● What to do
Down to the last line, set the entries down again exactly.

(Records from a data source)
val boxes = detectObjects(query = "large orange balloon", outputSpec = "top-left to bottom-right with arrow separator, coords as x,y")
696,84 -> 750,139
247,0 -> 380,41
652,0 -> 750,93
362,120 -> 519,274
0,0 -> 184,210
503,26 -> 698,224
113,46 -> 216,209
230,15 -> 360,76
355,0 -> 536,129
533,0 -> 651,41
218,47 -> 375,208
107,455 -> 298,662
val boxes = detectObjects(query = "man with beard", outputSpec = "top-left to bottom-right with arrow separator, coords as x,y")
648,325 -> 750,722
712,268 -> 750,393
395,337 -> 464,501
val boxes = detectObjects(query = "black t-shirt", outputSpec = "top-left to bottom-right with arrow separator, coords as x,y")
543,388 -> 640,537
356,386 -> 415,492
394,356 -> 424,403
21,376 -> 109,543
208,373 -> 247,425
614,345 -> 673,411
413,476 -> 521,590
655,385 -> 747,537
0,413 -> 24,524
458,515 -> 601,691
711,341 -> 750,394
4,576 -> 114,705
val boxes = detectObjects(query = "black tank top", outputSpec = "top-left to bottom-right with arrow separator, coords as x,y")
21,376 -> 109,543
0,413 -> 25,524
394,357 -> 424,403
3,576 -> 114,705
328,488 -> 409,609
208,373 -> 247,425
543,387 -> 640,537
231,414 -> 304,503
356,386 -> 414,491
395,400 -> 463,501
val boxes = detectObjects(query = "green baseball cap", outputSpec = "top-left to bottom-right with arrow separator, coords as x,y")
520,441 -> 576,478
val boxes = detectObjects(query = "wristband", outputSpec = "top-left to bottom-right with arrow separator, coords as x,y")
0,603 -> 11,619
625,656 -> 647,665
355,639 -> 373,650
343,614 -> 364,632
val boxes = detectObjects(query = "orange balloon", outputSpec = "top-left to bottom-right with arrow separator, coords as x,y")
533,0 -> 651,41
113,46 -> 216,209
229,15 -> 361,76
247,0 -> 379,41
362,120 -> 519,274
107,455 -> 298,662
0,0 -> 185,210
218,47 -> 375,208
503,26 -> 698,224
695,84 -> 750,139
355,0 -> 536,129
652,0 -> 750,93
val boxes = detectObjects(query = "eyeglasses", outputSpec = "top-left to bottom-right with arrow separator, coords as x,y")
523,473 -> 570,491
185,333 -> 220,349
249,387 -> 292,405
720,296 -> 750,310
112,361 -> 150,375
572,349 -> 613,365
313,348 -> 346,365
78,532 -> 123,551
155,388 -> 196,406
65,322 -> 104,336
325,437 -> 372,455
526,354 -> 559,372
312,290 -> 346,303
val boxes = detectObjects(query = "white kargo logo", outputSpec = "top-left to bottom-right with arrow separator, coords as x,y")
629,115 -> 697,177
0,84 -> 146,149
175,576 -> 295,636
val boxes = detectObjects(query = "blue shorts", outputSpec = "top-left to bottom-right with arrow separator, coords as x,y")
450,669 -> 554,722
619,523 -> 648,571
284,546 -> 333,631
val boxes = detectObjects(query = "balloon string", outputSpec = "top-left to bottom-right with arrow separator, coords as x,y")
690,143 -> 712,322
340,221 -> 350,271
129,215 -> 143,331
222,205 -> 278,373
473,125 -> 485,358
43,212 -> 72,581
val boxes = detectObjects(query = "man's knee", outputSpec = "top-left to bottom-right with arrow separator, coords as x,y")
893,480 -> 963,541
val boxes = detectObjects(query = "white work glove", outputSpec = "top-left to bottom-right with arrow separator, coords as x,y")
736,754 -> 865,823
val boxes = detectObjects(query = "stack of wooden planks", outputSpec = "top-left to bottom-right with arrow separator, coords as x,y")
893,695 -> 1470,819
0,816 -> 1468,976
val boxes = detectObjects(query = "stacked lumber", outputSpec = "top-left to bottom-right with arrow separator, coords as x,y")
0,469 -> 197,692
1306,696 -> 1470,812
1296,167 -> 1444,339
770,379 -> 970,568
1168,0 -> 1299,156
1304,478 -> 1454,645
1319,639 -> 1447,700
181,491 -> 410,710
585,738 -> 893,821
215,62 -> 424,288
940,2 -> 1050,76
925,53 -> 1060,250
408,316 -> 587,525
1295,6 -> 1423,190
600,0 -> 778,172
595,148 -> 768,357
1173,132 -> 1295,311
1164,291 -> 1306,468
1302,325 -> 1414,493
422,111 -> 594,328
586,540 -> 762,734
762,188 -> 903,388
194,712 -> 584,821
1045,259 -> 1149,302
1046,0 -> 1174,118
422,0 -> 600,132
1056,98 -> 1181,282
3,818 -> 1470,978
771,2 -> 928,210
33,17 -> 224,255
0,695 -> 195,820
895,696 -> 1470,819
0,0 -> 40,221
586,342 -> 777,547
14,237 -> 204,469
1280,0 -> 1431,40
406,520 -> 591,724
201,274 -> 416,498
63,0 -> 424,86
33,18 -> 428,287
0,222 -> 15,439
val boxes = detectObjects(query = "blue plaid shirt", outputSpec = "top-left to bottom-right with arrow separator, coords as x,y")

● Answer space
val boxes = detectObjects(query = "large orange balloon", outputSpec = "top-left to bottom-right with arrow separator, coords as x,y")
696,84 -> 750,139
247,0 -> 380,41
652,0 -> 750,93
362,120 -> 519,274
0,0 -> 184,210
503,26 -> 698,224
113,46 -> 216,209
230,15 -> 360,76
355,0 -> 536,129
533,0 -> 651,41
218,47 -> 375,208
107,455 -> 298,662
val boxes = detectObjects(query = "man with beard", outputSpec = "top-left to bottom-right with arrow separator, coords as x,y")
648,325 -> 750,722
712,268 -> 750,393
395,337 -> 464,501
val boxes = detectObjects(query = "black t-shirt", outputSpec = "top-left to bottom-right with arrow separator, coords as x,y")
543,388 -> 640,537
356,386 -> 415,492
394,356 -> 424,403
21,376 -> 109,543
208,373 -> 247,425
614,345 -> 673,411
413,476 -> 521,590
655,385 -> 747,537
0,413 -> 24,524
458,515 -> 601,691
711,341 -> 750,394
4,576 -> 114,705
val boxes = detectObjects(query = "black tank top", outputSpec = "top-left to bottom-right with arrow separator, coords as x,y")
21,376 -> 109,543
0,413 -> 25,524
394,357 -> 424,403
3,576 -> 114,705
328,488 -> 409,609
208,373 -> 247,425
543,387 -> 640,537
231,414 -> 304,503
356,386 -> 414,491
395,400 -> 463,501
val boxes = detectObjects(query = "green baseball cap", outputSpec = "top-left to bottom-right with arrow separator, coords as x,y")
520,441 -> 576,478
val boxes = detectObjects(query = "wristband", outputSpec = "top-left to bottom-right with arrow separator, coords as x,y")
0,603 -> 11,619
625,656 -> 647,665
355,639 -> 373,650
343,614 -> 364,632
val boxes = detectObjects(query = "orange balloon", outputSpec = "top-left to bottom-right with arrow separator, coords as x,y")
533,0 -> 651,41
113,46 -> 216,209
229,15 -> 361,76
247,0 -> 379,41
362,120 -> 519,274
107,455 -> 298,662
0,0 -> 185,210
218,47 -> 375,208
503,26 -> 698,224
695,84 -> 750,139
355,0 -> 536,129
652,0 -> 750,93
val boxes = detectObjects(query = "eyeglasses", outputSpec = "top-left to bottom-right with arrow separator, coords as x,y")
523,473 -> 570,491
185,333 -> 220,349
249,387 -> 292,405
720,296 -> 750,310
112,361 -> 150,375
572,349 -> 613,365
313,348 -> 346,365
78,532 -> 123,551
155,388 -> 196,406
65,322 -> 104,336
325,437 -> 372,455
526,354 -> 559,372
312,290 -> 346,303
val boxes = detectObjects(query = "white kargo logo", outputSpec = "top-left to bottom-right with arrow separator, coords as x,y")
629,115 -> 697,177
0,84 -> 146,149
175,576 -> 295,636
val boxes = detectObjects(query = "blue shorts", outputSpec = "top-left to bottom-right with arrow separator, coords as x,y")
450,669 -> 554,722
619,523 -> 648,571
284,546 -> 333,631
val boxes = detectObjects(query = "balloon string", outputSpec = "top-left to bottom-right with arrow separator, coords as x,y")
690,143 -> 712,322
340,221 -> 350,271
129,215 -> 143,331
222,205 -> 278,373
473,125 -> 485,358
43,212 -> 72,581
val boxes = detectObjects(query = "man's knee", outputSpec = "top-left to bottom-right with arrow separator, coords as x,y")
893,480 -> 963,541
val boxes = detectObjects(query = "white work glove", outputSpec = "top-left to bottom-right with arrow separator, coords as x,y")
736,754 -> 865,823
val boxes = detectObjects(query = "stack of wooden planks", outputSpec = "top-left to bottom-right with arrow separator, coords as x,y")
893,695 -> 1470,819
0,816 -> 1468,976
val boxes = detectObjects(query = "stacked lumber", outputSpec = "top-left to bottom-right with arrow separator, coords as x,y")
0,469 -> 197,692
1306,696 -> 1470,812
1296,167 -> 1444,339
770,379 -> 970,568
1168,0 -> 1299,156
1304,478 -> 1454,645
1319,639 -> 1447,700
181,491 -> 410,710
585,738 -> 893,821
215,62 -> 424,288
940,2 -> 1050,76
925,53 -> 1060,250
408,316 -> 587,525
1295,6 -> 1423,190
600,0 -> 778,172
595,148 -> 768,357
1173,132 -> 1295,311
1164,291 -> 1306,468
1302,325 -> 1414,493
422,111 -> 594,328
586,540 -> 762,734
762,188 -> 903,388
194,712 -> 584,821
1045,259 -> 1149,302
1046,0 -> 1174,118
422,0 -> 600,132
1056,98 -> 1181,282
3,818 -> 1470,978
771,2 -> 928,210
33,17 -> 224,255
0,695 -> 195,820
895,696 -> 1470,819
0,0 -> 40,221
586,342 -> 777,547
14,237 -> 204,469
1280,0 -> 1431,40
406,520 -> 591,724
201,274 -> 416,498
63,0 -> 424,86
33,18 -> 428,287
0,222 -> 15,439
val boxes = detectObjects(query = "blue plaid shirt", outputSpec = "top-left to bottom-right with arrow separator, coords as x,y")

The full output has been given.